Aim:
From the records below, pull out every line that contains the string "knit" and copy each one unchanged. Case counts.

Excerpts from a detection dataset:
_ _ _

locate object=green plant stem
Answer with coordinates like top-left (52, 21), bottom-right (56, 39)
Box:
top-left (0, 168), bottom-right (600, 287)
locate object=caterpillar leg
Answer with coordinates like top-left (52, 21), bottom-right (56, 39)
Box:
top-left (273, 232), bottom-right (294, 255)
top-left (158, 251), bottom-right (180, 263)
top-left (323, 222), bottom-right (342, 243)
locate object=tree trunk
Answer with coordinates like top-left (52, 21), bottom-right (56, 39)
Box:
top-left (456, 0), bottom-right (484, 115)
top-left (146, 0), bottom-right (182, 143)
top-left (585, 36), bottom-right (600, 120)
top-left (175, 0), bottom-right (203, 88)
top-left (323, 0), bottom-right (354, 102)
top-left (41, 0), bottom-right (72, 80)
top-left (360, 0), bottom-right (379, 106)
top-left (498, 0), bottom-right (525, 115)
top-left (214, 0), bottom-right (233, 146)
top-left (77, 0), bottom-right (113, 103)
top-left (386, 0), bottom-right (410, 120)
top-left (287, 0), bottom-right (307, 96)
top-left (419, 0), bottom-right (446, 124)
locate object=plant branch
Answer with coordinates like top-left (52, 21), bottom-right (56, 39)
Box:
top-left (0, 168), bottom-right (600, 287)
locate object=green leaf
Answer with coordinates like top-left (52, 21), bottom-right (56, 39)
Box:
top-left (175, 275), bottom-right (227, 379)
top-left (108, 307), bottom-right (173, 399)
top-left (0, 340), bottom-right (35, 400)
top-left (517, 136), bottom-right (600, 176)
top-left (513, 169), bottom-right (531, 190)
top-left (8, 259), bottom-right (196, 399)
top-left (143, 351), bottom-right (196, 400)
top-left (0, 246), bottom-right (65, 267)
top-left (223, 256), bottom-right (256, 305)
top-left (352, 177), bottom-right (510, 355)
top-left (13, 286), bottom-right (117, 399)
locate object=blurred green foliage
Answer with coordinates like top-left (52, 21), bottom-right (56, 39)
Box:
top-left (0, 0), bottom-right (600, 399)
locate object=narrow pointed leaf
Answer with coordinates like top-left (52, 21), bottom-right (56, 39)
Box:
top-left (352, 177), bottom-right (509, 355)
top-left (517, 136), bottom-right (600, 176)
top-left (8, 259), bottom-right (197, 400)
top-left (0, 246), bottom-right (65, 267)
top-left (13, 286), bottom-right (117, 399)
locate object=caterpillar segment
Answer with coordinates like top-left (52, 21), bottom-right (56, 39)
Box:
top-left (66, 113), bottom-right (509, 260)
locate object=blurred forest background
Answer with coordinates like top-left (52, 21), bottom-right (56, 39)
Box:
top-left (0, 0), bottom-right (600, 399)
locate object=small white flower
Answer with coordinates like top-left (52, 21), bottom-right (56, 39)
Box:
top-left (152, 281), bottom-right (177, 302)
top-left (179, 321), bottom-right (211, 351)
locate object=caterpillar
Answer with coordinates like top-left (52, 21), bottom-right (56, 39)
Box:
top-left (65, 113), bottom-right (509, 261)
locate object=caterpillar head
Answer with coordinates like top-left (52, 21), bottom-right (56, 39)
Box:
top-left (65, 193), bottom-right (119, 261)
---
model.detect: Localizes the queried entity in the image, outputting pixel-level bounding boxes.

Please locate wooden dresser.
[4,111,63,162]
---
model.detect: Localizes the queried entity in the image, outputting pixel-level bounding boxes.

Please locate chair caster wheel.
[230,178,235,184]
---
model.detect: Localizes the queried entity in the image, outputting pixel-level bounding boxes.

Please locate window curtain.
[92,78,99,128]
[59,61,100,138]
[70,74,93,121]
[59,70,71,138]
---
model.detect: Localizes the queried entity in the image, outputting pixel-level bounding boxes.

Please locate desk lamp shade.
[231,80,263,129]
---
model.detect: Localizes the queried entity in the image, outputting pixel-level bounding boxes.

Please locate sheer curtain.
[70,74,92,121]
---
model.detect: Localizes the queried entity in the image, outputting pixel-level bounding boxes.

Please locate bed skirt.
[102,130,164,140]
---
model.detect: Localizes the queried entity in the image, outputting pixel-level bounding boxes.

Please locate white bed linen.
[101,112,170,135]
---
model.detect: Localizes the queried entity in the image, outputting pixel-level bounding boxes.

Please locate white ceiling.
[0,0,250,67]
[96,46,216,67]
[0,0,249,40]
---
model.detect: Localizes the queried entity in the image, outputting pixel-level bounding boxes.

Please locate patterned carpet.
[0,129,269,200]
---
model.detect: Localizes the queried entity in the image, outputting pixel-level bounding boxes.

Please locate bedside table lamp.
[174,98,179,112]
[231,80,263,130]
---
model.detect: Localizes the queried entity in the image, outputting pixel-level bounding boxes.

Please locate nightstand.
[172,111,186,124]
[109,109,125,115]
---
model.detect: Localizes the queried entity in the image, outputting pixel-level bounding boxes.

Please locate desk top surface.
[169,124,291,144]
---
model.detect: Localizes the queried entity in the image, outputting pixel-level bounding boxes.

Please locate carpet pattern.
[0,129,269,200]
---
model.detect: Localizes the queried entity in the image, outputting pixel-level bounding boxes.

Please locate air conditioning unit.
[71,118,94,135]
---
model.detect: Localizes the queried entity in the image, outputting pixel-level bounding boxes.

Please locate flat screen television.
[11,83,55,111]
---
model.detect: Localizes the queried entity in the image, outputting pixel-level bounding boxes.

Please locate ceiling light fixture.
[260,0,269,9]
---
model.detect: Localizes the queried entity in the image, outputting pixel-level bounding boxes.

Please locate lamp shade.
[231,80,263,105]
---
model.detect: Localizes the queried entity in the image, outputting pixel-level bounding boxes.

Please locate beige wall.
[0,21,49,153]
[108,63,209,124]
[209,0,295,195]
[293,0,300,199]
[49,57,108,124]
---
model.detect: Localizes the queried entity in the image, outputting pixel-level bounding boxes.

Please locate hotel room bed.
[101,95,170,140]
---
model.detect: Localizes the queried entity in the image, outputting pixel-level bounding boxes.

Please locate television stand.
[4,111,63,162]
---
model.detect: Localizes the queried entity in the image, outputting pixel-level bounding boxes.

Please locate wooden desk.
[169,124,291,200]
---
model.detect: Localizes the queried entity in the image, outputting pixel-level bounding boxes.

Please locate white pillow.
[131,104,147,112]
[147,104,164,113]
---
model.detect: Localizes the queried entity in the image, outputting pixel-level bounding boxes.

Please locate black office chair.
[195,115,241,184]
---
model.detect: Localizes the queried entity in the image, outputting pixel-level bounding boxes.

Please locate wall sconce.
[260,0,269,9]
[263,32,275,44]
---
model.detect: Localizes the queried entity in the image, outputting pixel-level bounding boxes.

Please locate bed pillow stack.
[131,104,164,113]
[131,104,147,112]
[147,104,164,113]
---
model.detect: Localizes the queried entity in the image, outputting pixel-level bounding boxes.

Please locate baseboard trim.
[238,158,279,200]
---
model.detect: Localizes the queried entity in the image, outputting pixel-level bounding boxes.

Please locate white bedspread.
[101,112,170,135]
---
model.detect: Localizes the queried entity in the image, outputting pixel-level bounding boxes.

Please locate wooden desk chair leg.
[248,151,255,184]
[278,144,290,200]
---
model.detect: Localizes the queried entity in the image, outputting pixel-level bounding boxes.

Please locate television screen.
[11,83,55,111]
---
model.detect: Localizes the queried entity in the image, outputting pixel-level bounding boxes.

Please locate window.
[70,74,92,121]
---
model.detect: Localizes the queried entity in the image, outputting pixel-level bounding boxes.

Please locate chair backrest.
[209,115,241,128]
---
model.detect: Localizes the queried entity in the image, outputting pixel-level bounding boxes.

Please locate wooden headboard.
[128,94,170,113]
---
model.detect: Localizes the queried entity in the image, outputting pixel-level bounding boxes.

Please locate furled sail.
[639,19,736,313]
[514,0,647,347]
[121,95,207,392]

_ _ _

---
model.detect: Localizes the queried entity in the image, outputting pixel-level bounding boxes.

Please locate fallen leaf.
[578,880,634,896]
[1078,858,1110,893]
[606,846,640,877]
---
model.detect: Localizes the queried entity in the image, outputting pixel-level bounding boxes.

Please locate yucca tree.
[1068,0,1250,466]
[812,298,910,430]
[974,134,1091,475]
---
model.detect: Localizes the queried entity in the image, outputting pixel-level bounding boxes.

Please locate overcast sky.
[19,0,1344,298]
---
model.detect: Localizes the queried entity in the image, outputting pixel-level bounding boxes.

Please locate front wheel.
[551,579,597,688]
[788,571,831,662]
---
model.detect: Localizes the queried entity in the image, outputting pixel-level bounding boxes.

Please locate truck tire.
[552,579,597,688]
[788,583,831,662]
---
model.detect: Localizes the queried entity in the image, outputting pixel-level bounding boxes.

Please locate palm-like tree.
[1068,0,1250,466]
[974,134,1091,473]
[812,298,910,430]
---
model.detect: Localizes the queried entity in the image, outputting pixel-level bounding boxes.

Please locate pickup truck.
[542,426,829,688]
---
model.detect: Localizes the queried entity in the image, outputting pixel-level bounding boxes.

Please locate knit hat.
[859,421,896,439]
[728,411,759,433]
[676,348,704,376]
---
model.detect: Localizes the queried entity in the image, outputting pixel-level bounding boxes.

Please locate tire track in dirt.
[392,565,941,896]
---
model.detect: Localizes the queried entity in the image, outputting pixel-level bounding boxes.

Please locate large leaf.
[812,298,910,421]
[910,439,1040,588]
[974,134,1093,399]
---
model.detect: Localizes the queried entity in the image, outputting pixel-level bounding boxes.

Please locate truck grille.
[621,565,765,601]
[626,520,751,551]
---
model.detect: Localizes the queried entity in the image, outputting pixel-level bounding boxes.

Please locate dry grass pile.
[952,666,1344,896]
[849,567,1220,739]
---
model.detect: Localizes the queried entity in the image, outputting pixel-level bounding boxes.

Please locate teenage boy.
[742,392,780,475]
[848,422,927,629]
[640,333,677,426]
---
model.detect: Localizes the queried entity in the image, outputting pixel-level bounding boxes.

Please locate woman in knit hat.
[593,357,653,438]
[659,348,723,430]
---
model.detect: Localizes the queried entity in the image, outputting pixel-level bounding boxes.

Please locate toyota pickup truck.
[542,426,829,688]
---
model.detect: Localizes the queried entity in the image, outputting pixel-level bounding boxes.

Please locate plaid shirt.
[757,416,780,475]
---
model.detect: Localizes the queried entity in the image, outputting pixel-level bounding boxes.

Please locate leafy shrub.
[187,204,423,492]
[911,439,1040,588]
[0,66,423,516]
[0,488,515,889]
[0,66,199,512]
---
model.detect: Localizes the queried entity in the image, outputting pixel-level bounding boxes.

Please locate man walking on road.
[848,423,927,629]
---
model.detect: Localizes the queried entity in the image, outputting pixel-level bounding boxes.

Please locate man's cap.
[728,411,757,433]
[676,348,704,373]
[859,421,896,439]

_ _ _

Written solution:
Please locate knit hat.
Please locate woman in knit hat.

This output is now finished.